Excerpts from point annotation data
====================

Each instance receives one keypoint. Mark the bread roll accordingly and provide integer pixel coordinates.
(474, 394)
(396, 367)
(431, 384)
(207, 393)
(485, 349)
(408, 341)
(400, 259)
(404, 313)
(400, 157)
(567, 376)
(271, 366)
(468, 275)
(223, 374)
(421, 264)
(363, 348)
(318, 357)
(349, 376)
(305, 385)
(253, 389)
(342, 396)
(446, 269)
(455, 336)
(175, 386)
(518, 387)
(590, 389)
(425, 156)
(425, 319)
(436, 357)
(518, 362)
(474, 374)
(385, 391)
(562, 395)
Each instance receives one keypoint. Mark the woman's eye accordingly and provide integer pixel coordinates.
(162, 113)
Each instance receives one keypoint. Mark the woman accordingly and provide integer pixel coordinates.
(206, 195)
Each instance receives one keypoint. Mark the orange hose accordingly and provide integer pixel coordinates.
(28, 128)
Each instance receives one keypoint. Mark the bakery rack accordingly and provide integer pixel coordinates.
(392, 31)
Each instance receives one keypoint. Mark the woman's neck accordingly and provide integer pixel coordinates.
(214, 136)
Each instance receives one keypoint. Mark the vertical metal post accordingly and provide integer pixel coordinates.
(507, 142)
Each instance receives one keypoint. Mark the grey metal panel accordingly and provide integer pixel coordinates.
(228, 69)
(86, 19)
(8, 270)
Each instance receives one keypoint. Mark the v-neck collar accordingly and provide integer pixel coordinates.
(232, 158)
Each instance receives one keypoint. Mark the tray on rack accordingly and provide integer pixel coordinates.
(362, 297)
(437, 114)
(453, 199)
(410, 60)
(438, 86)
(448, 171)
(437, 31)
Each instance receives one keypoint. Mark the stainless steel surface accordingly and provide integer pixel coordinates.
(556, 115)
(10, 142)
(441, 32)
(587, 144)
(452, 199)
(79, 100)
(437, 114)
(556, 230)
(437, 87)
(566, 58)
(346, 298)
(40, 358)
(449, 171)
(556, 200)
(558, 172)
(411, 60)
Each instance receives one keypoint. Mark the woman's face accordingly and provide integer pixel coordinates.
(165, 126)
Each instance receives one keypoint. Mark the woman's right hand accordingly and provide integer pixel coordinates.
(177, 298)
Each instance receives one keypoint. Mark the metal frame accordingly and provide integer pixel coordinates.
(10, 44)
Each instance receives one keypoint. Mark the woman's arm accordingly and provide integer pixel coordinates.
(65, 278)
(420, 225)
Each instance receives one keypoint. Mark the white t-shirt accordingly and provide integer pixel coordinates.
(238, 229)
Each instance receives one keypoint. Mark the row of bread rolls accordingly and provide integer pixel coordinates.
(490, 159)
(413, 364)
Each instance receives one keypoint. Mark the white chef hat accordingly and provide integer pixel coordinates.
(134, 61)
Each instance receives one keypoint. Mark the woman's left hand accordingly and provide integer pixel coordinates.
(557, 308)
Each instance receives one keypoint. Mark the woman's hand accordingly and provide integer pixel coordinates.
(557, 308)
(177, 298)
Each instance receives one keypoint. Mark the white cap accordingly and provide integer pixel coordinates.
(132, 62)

====================

## Requirements
Return all of the entries exactly as written.

## Finished task
Each instance receives one keypoint. Mark the bread roll accordingly and provide integer pixel coordinates.
(474, 394)
(396, 367)
(431, 384)
(207, 393)
(485, 349)
(408, 341)
(400, 259)
(404, 313)
(400, 157)
(567, 376)
(271, 366)
(468, 275)
(223, 374)
(421, 264)
(363, 348)
(318, 357)
(349, 376)
(305, 385)
(253, 389)
(342, 396)
(446, 269)
(455, 336)
(175, 386)
(518, 387)
(590, 389)
(425, 156)
(425, 319)
(436, 357)
(518, 362)
(474, 374)
(385, 391)
(562, 395)
Each instance receives one keypoint. Mark the woman's eye accordingly and provide integer pixel coordinates.
(162, 113)
Each instance receives one keypoint. Mark the woman accordingly and provide integer pixel coordinates.
(206, 195)
Each instance receives one keypoint. Mark the orange hose accordingly and provide integer pixel coordinates.
(28, 128)
Each instance receives one keypoint. Mark the bakery rack accordingly and provide integer pixel coordinates.
(392, 31)
Each instance receives one keypoint. Mark the woman's neck accordingly and provide integer pixel coordinates.
(214, 136)
Each instance receives one keypoint. Mark the vertical metal post accordingly and provide integer pixel coordinates.
(507, 142)
Each instance receives one keypoint. Mark the grey metal panel accordingly and provide integer pixel coordinates.
(228, 69)
(86, 19)
(8, 270)
Each instance receives one keypoint. Mark the v-neck collar accordingly and provide integer pixel coordinates.
(232, 158)
Each instance receives one keypoint. Mark the tray on rack accordingly and provide integer pixel coordinates.
(362, 297)
(437, 114)
(453, 199)
(410, 60)
(438, 86)
(448, 171)
(437, 31)
Each instance receives one keypoint. Mark the stainless steel surface accordingly and provide integer pixel coordinates.
(556, 115)
(10, 142)
(441, 32)
(587, 144)
(452, 199)
(79, 100)
(437, 114)
(556, 230)
(437, 87)
(566, 58)
(346, 298)
(40, 358)
(449, 171)
(556, 200)
(558, 172)
(411, 60)
Each instance receives one keypoint. Mark the woman's face accordingly and provide integer pixel coordinates.
(165, 126)
Each instance receives one keypoint. Mark the woman's right hand accordingly and provide integer pixel coordinates.
(177, 298)
Each instance receives one keypoint. Mark the metal frame accordingly and provide integer pixel coordinates.
(10, 44)
Each instance receives one keypoint. Mark the woman's arm accordingly and provide integer pixel coordinates.
(65, 278)
(420, 225)
Each instance receives one keypoint. Mark the white t-shirt accordingly and provide integer pixel coordinates.
(238, 229)
Each instance receives one keypoint. Mark the row of bread rolls accordingly and provide integer pixel coordinates.
(490, 159)
(413, 364)
Each instance receives one keypoint. Mark the white chef hat accordingly and provide integer pixel coordinates.
(134, 61)
Each instance receives one keypoint. Mark the woman's left hand accordingly and provide integer pixel coordinates.
(557, 308)
Each instance receives one keypoint. Mark the woman's hand accordingly and provide integer pixel coordinates.
(557, 308)
(177, 298)
Each instance receives one keypoint. Mark the white cap accordingly and provide integer pixel coordinates.
(132, 62)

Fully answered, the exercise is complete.